··· Extrait à lire ···

Chargé de la préparation et de la fabrication des pâtes pour les tartes, les gâteaux et les viennoiseries, domaine dans lequel il excelle, Antonin Carême passe « second tourier » après huit jours et devient « premier tourier » à la fin de son premier mois d’embauche.

Dès l’année suivante, les pièces montées qu’il réalise en s’inspirant des traités d’architecture consultés avec frénésie à la Bibliothèque royale de France, située à deux pas de la maison Bailly, donnent lieu à de savantes constructions – temples grecs, pagodes chinoises, pyramides égyptiennes – qui émerveillent le Tout-Paris tant par leur goût exquis que par leurs formes extravagantes.

Désormais à la tête de sa propre boutique, Carême est bientôt sollicité pour agrémenter la table de Talleyrand, alors à la tête du Ministère des affaires extérieures. Pour tester sa nouvelle recrue, le diplomate la met au défi de composer 365 menus tous différents et tous de saison. Une prouesse dont le jeune cuisinier, qui a entre-temps pris soin d’élargir sa palette, s’acquitte sans coup férir.

Le ministre est conquis. Tout comme le seront le tsar Alexandre Ier, le roi de Naples, Jérôme Bonaparte, l’impératrice Marie-Louise, le futur George IV d’Angleterre ou encore le baron James de Rothschild qui profitent successivement de ses services. Delacroix, Balzac, Berlioz, Rossini, Chopin ou Litz, qui ont la chance d’éprouver ses recettes, chantent également ses louanges.

Riche et adulé par tous ceux qui ont goûté à sa cuisine, Carême, à qui l’on doit notamment l’invention du vol-au-vent et de la toque, est aussi un auteur à succès. Ses ouvrages – Le Pâtissier pittoresque, Le Pâtissier royal ou Le Maître d’hôtel français – sont de véritables best-sellers pour l’époque que l’on s’empresse de traduire aux quatre coins de l’Europe.

··· Données disponibles ···

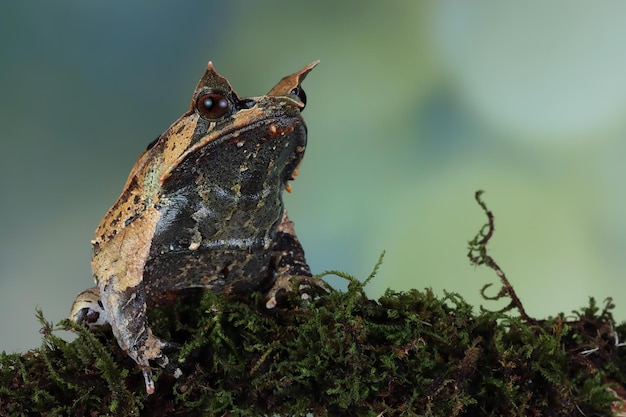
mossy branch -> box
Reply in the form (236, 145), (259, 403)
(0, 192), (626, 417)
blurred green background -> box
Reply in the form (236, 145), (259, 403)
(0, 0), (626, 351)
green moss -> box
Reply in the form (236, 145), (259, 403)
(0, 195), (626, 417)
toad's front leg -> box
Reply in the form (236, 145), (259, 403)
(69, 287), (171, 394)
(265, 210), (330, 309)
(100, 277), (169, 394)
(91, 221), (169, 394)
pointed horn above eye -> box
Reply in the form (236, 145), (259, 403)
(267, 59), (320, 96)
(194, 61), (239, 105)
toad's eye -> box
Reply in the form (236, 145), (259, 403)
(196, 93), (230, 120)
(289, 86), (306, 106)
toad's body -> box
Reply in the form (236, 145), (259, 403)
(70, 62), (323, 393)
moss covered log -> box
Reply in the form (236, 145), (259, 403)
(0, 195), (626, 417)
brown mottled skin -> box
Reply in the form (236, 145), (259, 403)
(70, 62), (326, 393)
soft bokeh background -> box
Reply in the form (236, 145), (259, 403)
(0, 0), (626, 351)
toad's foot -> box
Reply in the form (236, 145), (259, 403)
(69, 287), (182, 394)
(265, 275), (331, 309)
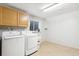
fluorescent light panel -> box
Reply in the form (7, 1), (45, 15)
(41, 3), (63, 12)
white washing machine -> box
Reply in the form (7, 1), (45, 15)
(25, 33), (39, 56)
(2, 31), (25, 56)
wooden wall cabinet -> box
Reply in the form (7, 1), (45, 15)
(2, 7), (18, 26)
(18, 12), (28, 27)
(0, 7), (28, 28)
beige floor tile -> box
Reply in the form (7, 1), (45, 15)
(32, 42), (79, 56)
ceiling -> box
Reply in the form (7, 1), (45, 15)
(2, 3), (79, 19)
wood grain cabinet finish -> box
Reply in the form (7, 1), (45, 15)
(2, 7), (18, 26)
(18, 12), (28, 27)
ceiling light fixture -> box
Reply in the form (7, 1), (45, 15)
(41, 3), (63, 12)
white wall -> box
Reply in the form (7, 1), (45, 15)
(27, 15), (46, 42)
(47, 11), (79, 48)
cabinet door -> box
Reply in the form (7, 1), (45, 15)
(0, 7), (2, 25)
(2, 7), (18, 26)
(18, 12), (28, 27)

···
··· Données disponibles ···

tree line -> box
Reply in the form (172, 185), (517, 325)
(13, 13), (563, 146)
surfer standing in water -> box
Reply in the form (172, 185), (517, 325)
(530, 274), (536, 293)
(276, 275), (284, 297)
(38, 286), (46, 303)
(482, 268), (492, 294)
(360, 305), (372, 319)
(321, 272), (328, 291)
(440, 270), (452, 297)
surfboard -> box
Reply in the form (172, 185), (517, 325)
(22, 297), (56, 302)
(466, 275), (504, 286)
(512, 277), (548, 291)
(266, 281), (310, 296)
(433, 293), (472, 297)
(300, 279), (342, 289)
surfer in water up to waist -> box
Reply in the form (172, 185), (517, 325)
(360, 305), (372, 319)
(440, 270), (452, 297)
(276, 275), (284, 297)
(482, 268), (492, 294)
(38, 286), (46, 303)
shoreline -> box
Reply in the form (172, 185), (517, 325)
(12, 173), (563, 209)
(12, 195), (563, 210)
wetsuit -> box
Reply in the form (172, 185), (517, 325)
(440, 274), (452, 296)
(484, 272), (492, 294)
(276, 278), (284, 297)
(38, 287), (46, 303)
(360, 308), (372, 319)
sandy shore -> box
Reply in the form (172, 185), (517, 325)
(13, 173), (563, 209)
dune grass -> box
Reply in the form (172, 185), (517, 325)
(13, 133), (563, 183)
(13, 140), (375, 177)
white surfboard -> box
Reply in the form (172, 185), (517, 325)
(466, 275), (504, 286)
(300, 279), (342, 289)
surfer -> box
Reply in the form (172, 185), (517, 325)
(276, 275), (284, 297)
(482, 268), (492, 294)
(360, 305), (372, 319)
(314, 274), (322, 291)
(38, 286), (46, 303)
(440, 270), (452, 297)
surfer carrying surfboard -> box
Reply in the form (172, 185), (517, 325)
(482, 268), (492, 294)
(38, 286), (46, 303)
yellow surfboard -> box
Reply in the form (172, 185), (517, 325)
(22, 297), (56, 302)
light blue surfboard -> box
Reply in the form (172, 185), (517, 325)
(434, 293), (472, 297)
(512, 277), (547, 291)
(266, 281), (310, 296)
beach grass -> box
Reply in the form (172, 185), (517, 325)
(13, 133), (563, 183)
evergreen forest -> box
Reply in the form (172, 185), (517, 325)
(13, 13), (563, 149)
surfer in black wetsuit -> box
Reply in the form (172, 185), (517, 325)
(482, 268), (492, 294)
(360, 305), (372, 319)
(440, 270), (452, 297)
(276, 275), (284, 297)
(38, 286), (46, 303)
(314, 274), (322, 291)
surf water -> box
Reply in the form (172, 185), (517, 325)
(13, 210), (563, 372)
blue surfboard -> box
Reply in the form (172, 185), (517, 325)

···

#### [Exercices à réaliser]
A – Renvoyez sans modification le passage de l'extrait sur Antonin Carême qui commence par les mots « Dès l’année suivante, les » et se termine par « sans coup férir. ».
B – Traduisez en anglais cette phrase de l'extrait sur Antonin Carême : « Pour tester sa nouvelle recrue, le diplomate la met au défi de composer 365 menus tous différents et tous de saison. »
C – Poursuivez l'extrait sur Antonin Carême au-delà de sa dernière phrase.
Les entrées forment un matériau indépendant de l'extrait sur Antonin Carême.

#### [Liste des réponses]
A –
Dès l’année suivante, les pièces montées qu’il réalise en s’inspirant des traités d’architecture consultés avec frénésie à la Bibliothèque royale de France, située à deux pas de la maison Bailly, donnent lieu à de savantes constructions – temples grecs, pagodes chinoises, pyramides égyptiennes – qui émerveillent le Tout-Paris tant par leur goût exquis que par leurs formes extravagantes.

Désormais à la tête de sa propre boutique, Carême est bientôt sollicité pour agrémenter la table de Talleyrand, alors à la tête du Ministère des affaires extérieures. Pour tester sa nouvelle recrue, le diplomate la met au défi de composer 365 menus tous différents et tous de saison. Une prouesse dont le jeune cuisinier, qui a entre-temps pris soin d’élargir sa palette, s’acquitte sans coup férir.

B – To test his new recruit, the diplomat challenges him to put together 365 menus, each one different and each one in season.

C –
Cependant, même poussé au rang d’art, le métier de chef – titre qu’il est par ailleurs le premier à porter – reste à l’époque une activité très astreignante. Gourmand en temps, il impose de tenir des heures durant dans des cuisines surchauffées où le manque d’aération peine à dissiper les émanations du charbon nécessaire à l’alimentation des fours.

En 1829, malade, Carême rend donc son tablier pour se consacrer à ce que Marie-Pierre Rey considère comme son œuvre maîtresse : L’Art de la cuisine française au XIXe siècle, un recueil en cinq tomes qui reste inachevé au moment où Carême décède, le 12 janvier 1833, emporté par une infection dentaire mal soignée.

Son héritage est néanmoins considérable. Dans ses différents ouvrages, Carême a en effet retranscrit plus de 2000 recettes dont il a hérité par l’intermédiaire de ses confrères, qu’il a compilées dans des ouvrages anciens avant de les revisiter ou qui sont le fruit de sa créativité.

Chacune est décrite avec rigueur et comporte – ce qui est une innovation majeure à l’époque – les temps de cuisson, les quantités et les étapes précises du déroulé à suivre. Quant à son traité des sauces, il restera en vigueur durant près d’un siècle.

Mais ce sont surtout les principes qui ont guidé ses créations qui font de lui un pionnier. Tournant le dos à l’opulence et à la lourdeur des menus de l’Ancien Régime, Carême défend une cuisine qu’il souhaite aussi belle que bonne. Convaincu qu’une alimentation modérée est un gage de santé, il sert des portions raisonnables, n’abuse pas du gibier et de la viande rouge, évite les préparations trop grasses. Refusant le gaspillage au profit du recyclage des restes, il adopte une cuisine de saison et adapte ses menus à l’évolution du calendrier. Enfin, il en appelle à une gastronomie fondée sur des produits locaux, sa préférence allant aux légumes primeurs pour lesquels il préconise des cuissons aussi courtes que possible afin de préserver texture, fermeté et goût naturel.

Rien d’étonnant par conséquent à ce que la Médaille de l’Académie culinaire de France, fondée en 1883 par un de ses disciples, le Valaisan Joseph Favre, soit ornée de son portrait.

 

« Le Premier des chefs », par Marie-Pierre Rey, Flammarion, 2021, 388 p.